The US Army is testing an electric vertical take-off and landing (eVTOL) aircraft that will be used for critical military, cargo, and medical operations.
In a 1.6-hour flight test, the service tested ALIA eVTOL’s “performance & handling qualities in conventional (airplane) mode,” the US Army DEVCOM Aviation & Missile Center tweeted on July 19.
The test flight was held in partnership with the Air Force Research Laboratory Technology Directorate’s AFWERX Agility Prime project.
The team plans to continue testing the eVTOL and hinted at adding eVTOL helicopters in the future.
Created by Vermont-based eVTOL firm BETA, the ALIA has an electric engine that allows it to move vertically and engage in a long-range, energy-efficient flight.
The aircraft features a cargo variant that could carry up to 200 cubic feet of volume and a passenger variant that could fly six (including the pilot).
Its maximum take-off weight is nearly 7,000 pounds (3,200 kilograms), and it has a wingspan of 50 feet (15 meters).
The eVTOL could reach 250 nautical miles (290 miles/460 kilometers) in a single flight, and fully recharge in 50 minutes.
US Army’s eVTOL Breakthroughs
In March, the US Air Force completed ALIA’s first test flight at a New York testing facility. The event marked the second year of partnership between ALIA developers and AFWERX.
More recently, the service tested the Hexa 09, an eVTOL developed by LIFT Aircraft. The 18-propeller unmanned aerial vehicle flew for 10 minutes, reaching an altitude of 50 feet (15 meters).

====

**PROBLEM SET**
(A) According to the article on the Army's eVTOL testing, in which state is the firm that created the ALIA based?
(B) Duplicate a passage from the article on the Army's eVTOL testing: begin at the words "The eVTOL could" and stop after "developers and AFWERX.".
(C) List every numerical specification that the article on the Army's eVTOL testing gives for the ALIA's capacity, size, range, or charging.

====

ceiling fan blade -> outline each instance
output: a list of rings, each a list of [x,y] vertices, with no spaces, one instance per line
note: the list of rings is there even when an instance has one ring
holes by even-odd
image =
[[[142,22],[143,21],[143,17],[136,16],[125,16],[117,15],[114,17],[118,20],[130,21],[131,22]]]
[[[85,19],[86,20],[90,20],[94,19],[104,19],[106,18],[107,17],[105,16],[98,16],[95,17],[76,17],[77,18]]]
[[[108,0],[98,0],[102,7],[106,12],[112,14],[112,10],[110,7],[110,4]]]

====

**SOLUTION SET**
(A) Vermont

(B)
The eVTOL could reach 250 nautical miles (290 miles/460 kilometers) in a single flight, and fully recharge in 50 minutes.
US Army’s eVTOL Breakthroughs
In March, the US Air Force completed ALIA’s first test flight at a New York testing facility. The event marked the second year of partnership between ALIA developers and AFWERX.

(C)
- Cargo variant: up to 200 cubic feet of volume
- Passenger variant: six people, including the pilot
- Maximum take-off weight: nearly 7,000 pounds (3,200 kilograms)
- Wingspan: 50 feet (15 meters)
- Range: 250 nautical miles (290 miles/460 kilometers) in a single flight
- Full recharge: 50 minutes